_Action item_. Only an exact copy of the lines beginning at the one that contains "Class: orange rust stain" and ending at the last line of the records below counts as the answer.

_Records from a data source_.
--- START ---

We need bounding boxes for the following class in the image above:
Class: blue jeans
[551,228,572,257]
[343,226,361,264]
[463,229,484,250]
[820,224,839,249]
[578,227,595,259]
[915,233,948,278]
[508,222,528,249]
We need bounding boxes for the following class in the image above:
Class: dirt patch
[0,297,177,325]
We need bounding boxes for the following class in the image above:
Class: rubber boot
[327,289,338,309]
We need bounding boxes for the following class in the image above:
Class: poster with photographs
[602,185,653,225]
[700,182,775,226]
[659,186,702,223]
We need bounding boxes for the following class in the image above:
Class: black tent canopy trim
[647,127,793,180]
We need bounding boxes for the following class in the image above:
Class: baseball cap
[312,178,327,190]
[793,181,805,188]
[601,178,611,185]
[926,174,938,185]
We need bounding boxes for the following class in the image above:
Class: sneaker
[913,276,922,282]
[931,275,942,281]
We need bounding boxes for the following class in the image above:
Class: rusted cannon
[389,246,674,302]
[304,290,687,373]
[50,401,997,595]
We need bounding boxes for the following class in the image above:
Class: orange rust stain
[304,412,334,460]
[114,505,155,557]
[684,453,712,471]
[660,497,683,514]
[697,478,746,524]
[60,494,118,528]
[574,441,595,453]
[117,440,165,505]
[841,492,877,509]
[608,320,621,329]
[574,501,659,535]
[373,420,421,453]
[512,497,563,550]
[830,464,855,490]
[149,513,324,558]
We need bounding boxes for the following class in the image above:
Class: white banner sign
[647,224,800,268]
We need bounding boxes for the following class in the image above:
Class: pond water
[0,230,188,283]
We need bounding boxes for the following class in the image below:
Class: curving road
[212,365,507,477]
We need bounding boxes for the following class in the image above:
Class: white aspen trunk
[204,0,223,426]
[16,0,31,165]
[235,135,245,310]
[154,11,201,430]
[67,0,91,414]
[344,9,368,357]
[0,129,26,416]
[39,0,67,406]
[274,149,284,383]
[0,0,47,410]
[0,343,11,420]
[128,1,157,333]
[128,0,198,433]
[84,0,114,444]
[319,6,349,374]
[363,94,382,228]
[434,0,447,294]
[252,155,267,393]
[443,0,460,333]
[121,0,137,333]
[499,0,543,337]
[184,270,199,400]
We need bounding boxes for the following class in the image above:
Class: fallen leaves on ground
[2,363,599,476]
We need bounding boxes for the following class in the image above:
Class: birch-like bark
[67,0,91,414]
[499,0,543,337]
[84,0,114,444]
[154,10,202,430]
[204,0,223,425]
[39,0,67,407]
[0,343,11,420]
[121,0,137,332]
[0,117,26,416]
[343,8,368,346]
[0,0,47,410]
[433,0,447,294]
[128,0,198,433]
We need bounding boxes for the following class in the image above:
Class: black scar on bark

--- END ---

_Finished exercise_.
Class: orange rust stain
[304,412,334,460]
[114,505,155,557]
[684,453,712,471]
[660,497,683,514]
[697,478,746,524]
[60,494,118,528]
[574,441,595,453]
[117,440,165,505]
[841,492,877,509]
[608,320,621,329]
[574,501,659,535]
[373,420,421,453]
[512,497,563,550]
[830,464,855,490]
[149,513,324,558]
We need bounding boxes for the following class in the image above:
Class: white banner sign
[647,224,800,268]
We need bounding boxes for the following class in the image above:
Class: pond water
[0,230,188,283]
We need bounding boxes for the following class in the image below:
Class: curving road
[212,365,507,477]
We need bounding boxes for the following class in the image above:
Class: white aspen trunk
[204,0,223,426]
[16,0,31,165]
[235,135,245,310]
[154,11,201,430]
[67,0,91,414]
[344,9,368,357]
[0,129,26,416]
[39,0,67,406]
[274,149,284,383]
[0,0,47,410]
[0,343,11,420]
[128,1,157,333]
[128,0,198,433]
[84,0,114,444]
[319,6,349,374]
[363,94,382,228]
[434,0,447,294]
[252,155,267,393]
[443,0,460,333]
[121,0,137,333]
[499,0,543,337]
[184,270,199,400]
We need bounding boxes for the following class in the image above:
Class: fallen leaves on ground
[2,363,599,476]
We need bounding boxes for the following class in the image above:
Class: birch-like bark
[67,0,91,414]
[499,0,543,337]
[84,0,114,444]
[154,10,202,430]
[204,0,223,425]
[39,0,67,407]
[0,343,11,420]
[121,0,137,332]
[0,117,26,416]
[343,8,368,346]
[0,0,47,410]
[433,0,447,294]
[128,0,198,433]
We need bounding boxes for the following class in the image above:
Class: black scar on bark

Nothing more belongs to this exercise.